→ **Work instructions**:
Rewrite every line, requests included, starting with the line with "Place a point on every instance of the boy's ear" and going on through the end of the items, both ends included. Multiply each coordinate in the answers by 0.65 and round it to a whole number, with halves rounding up. Leave the pictures out, and give only those lines.
------------
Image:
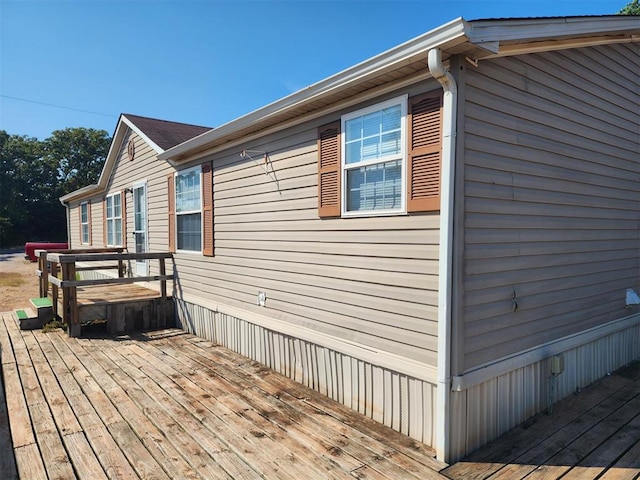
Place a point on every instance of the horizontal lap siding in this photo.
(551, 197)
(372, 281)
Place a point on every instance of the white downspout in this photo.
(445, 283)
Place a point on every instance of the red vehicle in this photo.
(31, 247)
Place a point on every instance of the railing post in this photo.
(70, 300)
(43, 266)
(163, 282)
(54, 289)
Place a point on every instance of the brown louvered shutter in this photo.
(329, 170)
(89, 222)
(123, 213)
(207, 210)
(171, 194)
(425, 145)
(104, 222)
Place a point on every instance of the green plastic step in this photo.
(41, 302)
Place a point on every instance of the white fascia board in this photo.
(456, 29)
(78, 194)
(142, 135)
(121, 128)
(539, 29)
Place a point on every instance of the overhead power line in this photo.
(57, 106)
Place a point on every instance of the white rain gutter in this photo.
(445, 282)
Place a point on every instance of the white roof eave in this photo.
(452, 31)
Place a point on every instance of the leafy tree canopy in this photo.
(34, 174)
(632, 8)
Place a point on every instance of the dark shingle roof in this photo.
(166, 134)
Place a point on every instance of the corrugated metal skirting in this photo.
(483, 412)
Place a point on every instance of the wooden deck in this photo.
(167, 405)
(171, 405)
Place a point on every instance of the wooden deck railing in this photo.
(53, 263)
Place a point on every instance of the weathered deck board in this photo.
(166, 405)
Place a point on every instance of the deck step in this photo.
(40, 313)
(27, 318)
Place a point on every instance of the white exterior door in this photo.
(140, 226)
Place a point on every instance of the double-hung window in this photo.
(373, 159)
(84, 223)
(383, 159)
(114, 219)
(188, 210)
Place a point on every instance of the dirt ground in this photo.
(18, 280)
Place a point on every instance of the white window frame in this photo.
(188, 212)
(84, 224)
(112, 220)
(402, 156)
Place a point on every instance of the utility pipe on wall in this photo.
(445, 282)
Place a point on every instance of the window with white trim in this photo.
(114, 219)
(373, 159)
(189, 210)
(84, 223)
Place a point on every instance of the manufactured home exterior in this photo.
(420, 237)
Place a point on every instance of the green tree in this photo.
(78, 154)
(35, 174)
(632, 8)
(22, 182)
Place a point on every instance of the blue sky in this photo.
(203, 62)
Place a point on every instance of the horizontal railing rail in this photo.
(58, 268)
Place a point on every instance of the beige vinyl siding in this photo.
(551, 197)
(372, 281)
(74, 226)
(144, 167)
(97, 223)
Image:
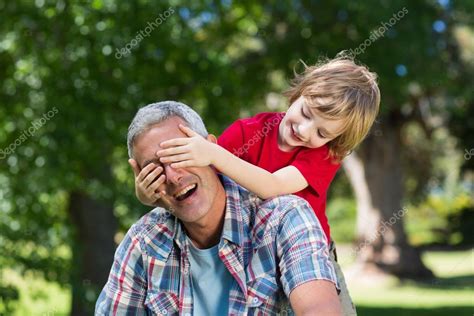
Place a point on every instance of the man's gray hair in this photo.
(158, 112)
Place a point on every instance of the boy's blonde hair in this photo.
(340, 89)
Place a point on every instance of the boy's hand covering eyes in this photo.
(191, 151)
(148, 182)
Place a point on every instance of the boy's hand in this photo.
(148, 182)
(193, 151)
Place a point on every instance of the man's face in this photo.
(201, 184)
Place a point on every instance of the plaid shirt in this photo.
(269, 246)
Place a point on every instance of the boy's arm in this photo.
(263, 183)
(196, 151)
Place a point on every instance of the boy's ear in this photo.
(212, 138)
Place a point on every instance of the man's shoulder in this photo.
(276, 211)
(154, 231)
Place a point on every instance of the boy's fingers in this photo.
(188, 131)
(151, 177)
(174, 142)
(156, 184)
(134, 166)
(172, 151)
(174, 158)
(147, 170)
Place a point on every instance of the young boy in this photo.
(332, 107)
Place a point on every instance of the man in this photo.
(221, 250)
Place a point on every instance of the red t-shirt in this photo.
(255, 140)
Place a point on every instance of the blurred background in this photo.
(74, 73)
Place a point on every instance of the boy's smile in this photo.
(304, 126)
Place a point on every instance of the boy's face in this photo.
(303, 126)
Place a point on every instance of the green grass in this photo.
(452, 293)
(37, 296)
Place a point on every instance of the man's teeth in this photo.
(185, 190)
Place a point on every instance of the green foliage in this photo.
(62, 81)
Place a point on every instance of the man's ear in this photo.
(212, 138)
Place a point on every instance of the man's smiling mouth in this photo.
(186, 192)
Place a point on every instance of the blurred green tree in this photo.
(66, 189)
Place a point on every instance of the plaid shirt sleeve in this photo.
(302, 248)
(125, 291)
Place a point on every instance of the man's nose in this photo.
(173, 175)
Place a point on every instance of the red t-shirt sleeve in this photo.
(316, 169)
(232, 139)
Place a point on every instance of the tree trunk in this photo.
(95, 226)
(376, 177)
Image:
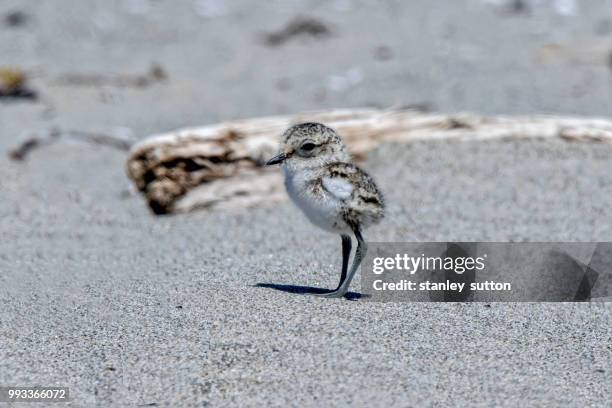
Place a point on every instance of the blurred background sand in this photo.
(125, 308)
------------
→ **Solution**:
Place a point on every instance of the boy's ear in this photo.
(138, 90)
Place a point on every instance of the man's shoulder in this photo.
(179, 137)
(100, 150)
Place a point on every instance of the boy's fingers in this photo.
(122, 85)
(98, 115)
(113, 92)
(101, 120)
(87, 108)
(112, 98)
(113, 103)
(96, 111)
Place a point on every instance of the young boy in this photo.
(216, 70)
Place a point on every instance of the man in this photo.
(144, 163)
Place a point on every instance of the red t-shirt in this photo.
(166, 91)
Place a point on every instance of the blurred background in this photo.
(48, 47)
Place a point on every instance of the boy's smile in this photo.
(198, 82)
Place a point on every instance of the boy's face in this photo.
(197, 82)
Place a point on every instance of the green grass in this photo.
(294, 190)
(24, 192)
Place a point on every instance of the man's teeth in this photo.
(120, 124)
Place a point on every instance of the green foliage in this photo.
(40, 53)
Place a point on every instance of the man's ear in this photo.
(138, 90)
Place a point on every instance of the man's smiling mouth in this photo.
(121, 125)
Place a point on every instance of the blurred green tree in this photo.
(43, 123)
Place a point on every instance of the plaid shirt sleeve in this photo.
(196, 161)
(81, 189)
Place a point on every instance of the man's nose in this photo.
(112, 114)
Place a point on every instance of the red t-shirt sleeve in this photo.
(205, 110)
(151, 90)
Place a point on every instance of the tree trunk in this photo.
(62, 147)
(244, 115)
Image:
Place a point on every instance of the blurred background sand in this photo.
(81, 200)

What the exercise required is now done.